-- begin Stored records --

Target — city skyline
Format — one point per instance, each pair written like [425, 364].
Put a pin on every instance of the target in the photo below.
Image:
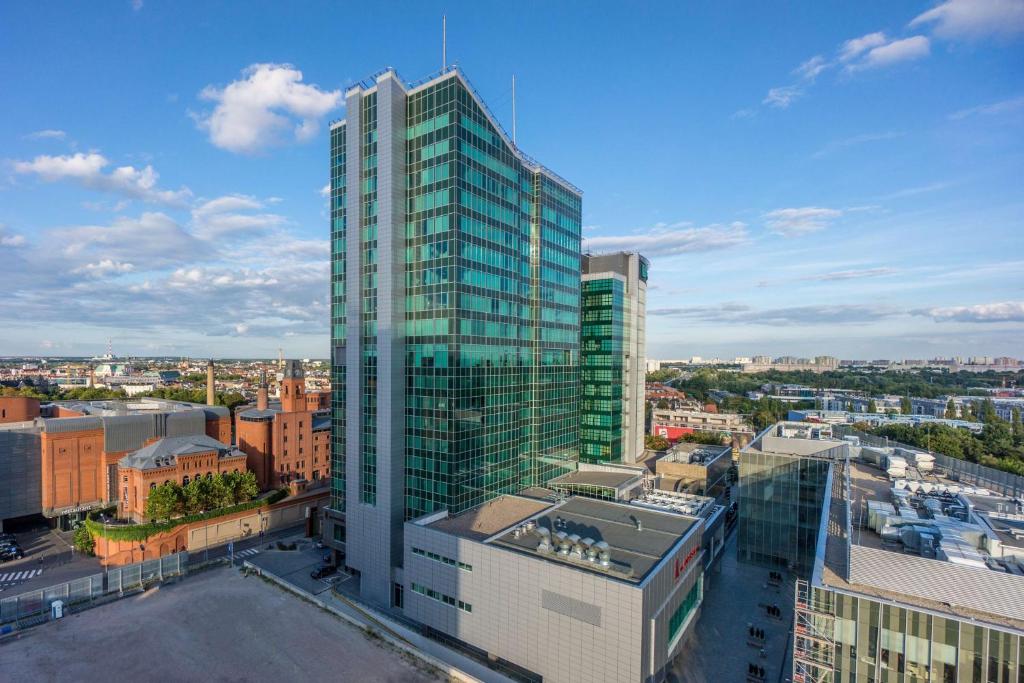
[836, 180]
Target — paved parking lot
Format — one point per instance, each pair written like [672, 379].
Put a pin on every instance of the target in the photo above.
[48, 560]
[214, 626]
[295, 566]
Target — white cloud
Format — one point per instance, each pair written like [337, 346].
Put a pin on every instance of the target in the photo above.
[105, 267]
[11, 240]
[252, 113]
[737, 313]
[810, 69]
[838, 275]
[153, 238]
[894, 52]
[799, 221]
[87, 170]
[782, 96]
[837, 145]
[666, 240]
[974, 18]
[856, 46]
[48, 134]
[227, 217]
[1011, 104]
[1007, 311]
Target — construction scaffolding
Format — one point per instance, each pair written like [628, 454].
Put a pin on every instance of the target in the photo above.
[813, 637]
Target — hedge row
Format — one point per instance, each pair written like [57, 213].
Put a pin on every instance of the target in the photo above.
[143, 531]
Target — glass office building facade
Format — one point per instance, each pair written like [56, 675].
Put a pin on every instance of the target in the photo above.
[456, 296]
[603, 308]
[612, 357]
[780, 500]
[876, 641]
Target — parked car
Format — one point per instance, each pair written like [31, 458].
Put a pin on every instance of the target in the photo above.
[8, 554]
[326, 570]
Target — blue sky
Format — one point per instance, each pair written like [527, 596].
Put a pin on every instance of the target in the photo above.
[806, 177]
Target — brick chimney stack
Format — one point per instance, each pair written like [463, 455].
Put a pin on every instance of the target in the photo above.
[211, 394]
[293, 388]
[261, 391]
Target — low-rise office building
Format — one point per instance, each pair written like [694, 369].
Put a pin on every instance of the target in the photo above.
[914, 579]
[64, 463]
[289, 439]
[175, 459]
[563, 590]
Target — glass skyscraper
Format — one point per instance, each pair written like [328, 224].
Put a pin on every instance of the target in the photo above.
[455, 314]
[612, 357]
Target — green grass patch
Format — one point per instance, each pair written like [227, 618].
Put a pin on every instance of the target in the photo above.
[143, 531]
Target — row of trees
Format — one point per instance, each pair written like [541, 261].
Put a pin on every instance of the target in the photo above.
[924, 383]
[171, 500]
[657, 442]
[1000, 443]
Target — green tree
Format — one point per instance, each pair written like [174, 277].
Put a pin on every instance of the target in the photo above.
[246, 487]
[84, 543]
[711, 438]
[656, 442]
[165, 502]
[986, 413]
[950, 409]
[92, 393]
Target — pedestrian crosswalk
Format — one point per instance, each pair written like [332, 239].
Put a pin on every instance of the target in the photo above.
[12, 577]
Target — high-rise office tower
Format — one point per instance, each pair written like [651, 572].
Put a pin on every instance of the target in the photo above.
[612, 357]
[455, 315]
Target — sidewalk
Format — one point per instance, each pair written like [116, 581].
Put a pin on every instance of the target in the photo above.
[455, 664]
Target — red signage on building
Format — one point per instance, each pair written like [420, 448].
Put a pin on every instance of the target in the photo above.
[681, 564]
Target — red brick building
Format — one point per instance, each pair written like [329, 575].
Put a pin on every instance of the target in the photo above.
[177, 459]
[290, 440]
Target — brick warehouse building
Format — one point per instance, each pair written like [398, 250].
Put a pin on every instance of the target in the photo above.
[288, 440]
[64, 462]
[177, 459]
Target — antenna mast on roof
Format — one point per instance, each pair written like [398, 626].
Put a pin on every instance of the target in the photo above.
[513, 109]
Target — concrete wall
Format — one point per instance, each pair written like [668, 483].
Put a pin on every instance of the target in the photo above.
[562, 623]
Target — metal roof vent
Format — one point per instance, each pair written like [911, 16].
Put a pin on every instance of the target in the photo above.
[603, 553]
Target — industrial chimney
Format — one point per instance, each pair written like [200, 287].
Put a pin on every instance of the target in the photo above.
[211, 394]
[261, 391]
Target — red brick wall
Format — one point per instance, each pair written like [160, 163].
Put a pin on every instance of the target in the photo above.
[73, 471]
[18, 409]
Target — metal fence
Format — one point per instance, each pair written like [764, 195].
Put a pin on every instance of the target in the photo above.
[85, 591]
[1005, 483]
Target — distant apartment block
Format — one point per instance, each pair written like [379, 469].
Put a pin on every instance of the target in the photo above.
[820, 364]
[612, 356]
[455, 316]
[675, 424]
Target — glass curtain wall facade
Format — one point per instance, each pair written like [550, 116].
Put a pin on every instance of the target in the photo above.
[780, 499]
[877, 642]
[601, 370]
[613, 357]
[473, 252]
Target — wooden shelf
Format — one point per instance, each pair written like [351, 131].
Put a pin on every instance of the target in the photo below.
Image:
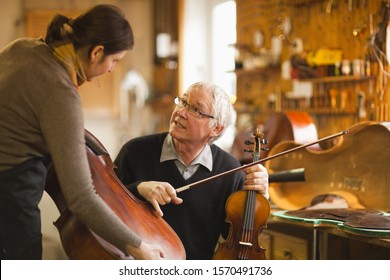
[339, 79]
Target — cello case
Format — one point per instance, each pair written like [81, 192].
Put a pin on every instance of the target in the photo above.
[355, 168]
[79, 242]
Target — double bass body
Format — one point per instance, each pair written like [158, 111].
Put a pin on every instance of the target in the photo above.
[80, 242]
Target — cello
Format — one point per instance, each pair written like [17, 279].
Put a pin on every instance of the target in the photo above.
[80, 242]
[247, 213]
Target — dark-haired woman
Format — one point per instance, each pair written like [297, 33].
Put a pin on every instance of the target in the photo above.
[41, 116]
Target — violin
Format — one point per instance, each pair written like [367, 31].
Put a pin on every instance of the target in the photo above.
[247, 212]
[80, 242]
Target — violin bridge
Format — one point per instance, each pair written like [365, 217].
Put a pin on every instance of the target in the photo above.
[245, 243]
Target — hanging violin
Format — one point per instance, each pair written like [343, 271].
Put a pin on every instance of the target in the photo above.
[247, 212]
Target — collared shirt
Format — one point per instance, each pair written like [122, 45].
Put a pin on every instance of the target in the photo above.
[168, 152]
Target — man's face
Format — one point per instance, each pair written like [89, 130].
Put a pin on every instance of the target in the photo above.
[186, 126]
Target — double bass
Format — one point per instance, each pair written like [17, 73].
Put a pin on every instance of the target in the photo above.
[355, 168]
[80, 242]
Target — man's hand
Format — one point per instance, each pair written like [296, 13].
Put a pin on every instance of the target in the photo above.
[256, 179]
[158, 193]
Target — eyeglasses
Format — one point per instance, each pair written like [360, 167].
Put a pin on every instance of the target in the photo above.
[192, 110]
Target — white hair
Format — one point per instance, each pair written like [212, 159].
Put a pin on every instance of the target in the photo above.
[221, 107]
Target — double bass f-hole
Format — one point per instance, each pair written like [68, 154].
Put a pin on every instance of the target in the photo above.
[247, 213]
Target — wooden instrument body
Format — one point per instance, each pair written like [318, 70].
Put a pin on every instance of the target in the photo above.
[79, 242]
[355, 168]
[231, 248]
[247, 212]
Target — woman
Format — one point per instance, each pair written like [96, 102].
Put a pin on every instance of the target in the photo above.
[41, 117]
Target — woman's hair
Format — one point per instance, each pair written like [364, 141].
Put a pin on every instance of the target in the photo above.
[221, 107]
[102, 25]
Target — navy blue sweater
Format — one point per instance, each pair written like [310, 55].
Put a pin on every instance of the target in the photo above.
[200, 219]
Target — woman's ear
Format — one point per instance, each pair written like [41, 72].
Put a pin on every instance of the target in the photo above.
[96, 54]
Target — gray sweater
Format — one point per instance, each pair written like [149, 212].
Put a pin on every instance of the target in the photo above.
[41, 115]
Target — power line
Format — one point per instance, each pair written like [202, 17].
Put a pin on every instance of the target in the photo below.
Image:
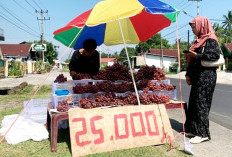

-- end Stored records --

:: What is being asked ::
Pictures stay out; reproduce every line of the records exactly.

:: The completed task ::
Target — city skyline
Format — one point per instance, each pair written like [425, 364].
Put a pin on every instance of the target in the photo below.
Image:
[836, 180]
Target — paved parking lot
Format — one point per instance, each pair written like [672, 379].
Put a pin on every instance of the target in the photo above.
[48, 560]
[214, 626]
[295, 566]
Target — white cloud
Format — one point per instance, each pair written like [337, 346].
Put a pin on every instance of the target in the photo above.
[105, 267]
[11, 240]
[252, 113]
[737, 313]
[810, 69]
[838, 275]
[153, 238]
[894, 52]
[799, 221]
[87, 170]
[782, 96]
[837, 145]
[666, 240]
[974, 18]
[856, 46]
[48, 134]
[227, 217]
[1011, 104]
[1007, 311]
Target — construction scaffolding
Format — one point per instance, each pair written like [628, 454].
Put a pin on every instance of the target in the photo above.
[813, 637]
Target — hedge row
Format — one point per instance, each pair written like [57, 213].
Put a pin on every instance of the target in the photo above.
[143, 531]
Target — glass office building facade
Format — one point per instance, each pair written like [56, 675].
Put a pin on every instance of the target in the photo above.
[456, 296]
[603, 308]
[612, 357]
[780, 500]
[876, 641]
Target — parked car
Format — one point per instance, each pair written like [31, 458].
Put a pin on every instance of the target in the photo above.
[8, 554]
[326, 570]
Target — blue sky
Format — one point per instance, each pair written like [527, 596].
Put a pin on every instance of the target in the photo above.
[806, 177]
Target — brick chimney stack
Format — one point per instance, each pair written like [463, 455].
Put a pin on every instance of the target in the photo above.
[211, 394]
[293, 388]
[261, 391]
Target — low-rise office building
Format — one point per instance, each pair written like [694, 369].
Put a pin on every instance of the target in the photo above.
[914, 579]
[64, 463]
[289, 439]
[175, 459]
[563, 590]
Target — glass skyscraper
Format — one point per instance, each pair written like [328, 224].
Put a pin on every instance of the target in the photo above.
[455, 314]
[612, 357]
Target — green grass patch
Format — one point per instance, each pair written like [227, 618].
Put a pin on every instance of the target in the photo above.
[143, 531]
Target — row of trees
Format — one point per instance, each pair written like [541, 261].
Put a pin on every instance of the target in the photo above.
[924, 383]
[171, 500]
[657, 442]
[1000, 443]
Target — green tree
Format — one point per instance, each pair written like [174, 277].
Put a pin on every instance of the target in the photo above.
[246, 487]
[84, 543]
[711, 438]
[656, 442]
[165, 502]
[986, 413]
[950, 409]
[92, 393]
Target — pedestrian crosswalk
Format — one point per instance, each pair written like [332, 239].
Put a pin on every instance of the target in the photo above.
[12, 577]
Target — high-rise office tower
Format — one point per instance, each pair written like [651, 572].
Put a pin on every instance of the target in the photo above.
[612, 357]
[455, 315]
Target — sidewalk
Format — one point per instance, each pair written like [116, 581].
Put a pin on every instance of the target in the photo above.
[455, 664]
Target — red signage on building
Format — one point per instance, each pair written like [420, 448].
Put a pin on every instance of the target in the photo above.
[681, 564]
Target — red brick building
Format — one point per instance, each pair written like [329, 575].
Put a pin on every instance of the target in the photo above.
[177, 459]
[290, 440]
Target — brick warehouse building
Format — one point per instance, each pair written like [398, 250].
Put a pin on every instance of the target in the photo above.
[288, 440]
[64, 462]
[177, 459]
Target — antenna mast on roof
Format — one point per instance, each pair written like [398, 626].
Put a pin on every instance of the target in the photo above.
[513, 109]
Target — concrete wall
Format — one point per instance, each pair written like [668, 483].
Put a pin on every instance of the target in the photo above.
[562, 623]
Target — metal roof vent
Format — one point per instance, each pair written like [911, 16].
Put a pin on every instance of the target in the photo above.
[603, 553]
Target — industrial chimney
Format — one point per instance, each pair written like [200, 287].
Put a pin on every instance of the target in the photo above.
[211, 394]
[261, 391]
Target — red brick wall
Format — one point per instance, each pair written like [160, 163].
Put a pin on every instance of the target in the photo above.
[73, 471]
[18, 409]
Target — metal fence
Format — one point per instance, each pair written like [764, 195].
Put a pin on every instance of the target in the photo above.
[85, 591]
[1005, 483]
Target — distant apartment block
Format — one point per instance, each pair written like [379, 469].
Put a pin on every instance of the target in the photo above.
[820, 364]
[612, 356]
[455, 316]
[675, 424]
Target — glass curtain wall facade
Format — one point per instance, each pair written like [550, 116].
Put a pin on every instance of the target in the photo above.
[780, 499]
[877, 642]
[601, 370]
[613, 357]
[473, 252]
Target — wooden shelf
Format — one point per instance, each pair written like [351, 131].
Put a pin on every instance of the target in the photo below.
Image:
[339, 79]
Target — cello case
Format — one point per instance, each pair written like [81, 192].
Put a pin on every instance of the target in the photo above.
[355, 168]
[79, 242]
Target — double bass body
Format — one point per instance, each pair written like [158, 111].
Put a pin on every instance of the target in the photo above.
[80, 242]
Target — cello
Format — one point per instance, each pair written like [17, 279].
Put a pin on every instance of the target in the photo above.
[80, 242]
[247, 213]
Target — dark-haired woman
Format — one point per instance, each pair written like [297, 33].
Put a pin on every instance of the target in the photo above.
[41, 116]
Target — violin
Format — one point per instance, each pair written like [367, 31].
Put a pin on every instance of the target in the photo above.
[247, 212]
[80, 242]
Target — violin bridge
Format — one point per instance, each pair written like [365, 217].
Put a pin on every instance of the target in the photo above.
[245, 243]
Target — hanging violin
Format — one point per instance, each pair written like [343, 271].
Put a pin on every instance of the target in the photo above.
[247, 212]
Target — collared shirt
Format — one point per instance, each pair written like [122, 45].
Put a pin on every instance of the target in the photo above.
[168, 152]
Target — man's face
Format — one point per instance, each pair written like [89, 130].
Put a pin on every instance of the target in the photo above.
[186, 126]
Target — double bass
Format — one point per instance, each pair written like [17, 73].
Put a pin on every instance of the target in the photo above.
[355, 168]
[80, 242]
Target — man's hand
Format — one point per instance, each pair written like [296, 13].
Put a pin on every instance of the target in the photo above.
[256, 179]
[158, 193]
Target — eyeglasses
Format — one point per instance, each pair written like [360, 167].
Put a pin on every instance of the target in the photo above.
[192, 110]
Target — white hair
Format — one point per instance, each pair written like [212, 159].
Put a pin on every instance of the target in the photo above.
[221, 107]
Target — double bass f-hole
Format — one point per instance, each pair written like [68, 154].
Put a pin on every instance of the target in the photo above.
[247, 213]
Target — wooden instrument body
Format — one point per instance, each pair written like [318, 70].
Put a pin on every instance of the target in the photo above.
[79, 242]
[355, 168]
[231, 248]
[247, 212]
Target — woman
Format — one point per instance, each pair written like [96, 102].
Put a pin on every instance of the target in the photo above.
[41, 117]
Target — woman's hair
Format — one point per instance, each pair written like [364, 141].
Put a pin on every instance of the target in the photo above.
[221, 107]
[102, 25]
Target — navy blue sweater
Format — one point per instance, each pair written like [310, 55].
Put a pin on every instance of the target in the photo above.
[200, 219]
Target — woman's ear
Format — one point per instance, each pair written like [41, 72].
Put a pin on every instance of the target in the photo above.
[96, 54]
Target — gray sweater
Format — one point per instance, each pair written like [149, 212].
Put a pin on every instance of the target in the photo above.
[41, 115]
Target — power line
Format — one point per instance, each pair written like [202, 17].
Put a pin on every instance of the target in the photo below.
Image:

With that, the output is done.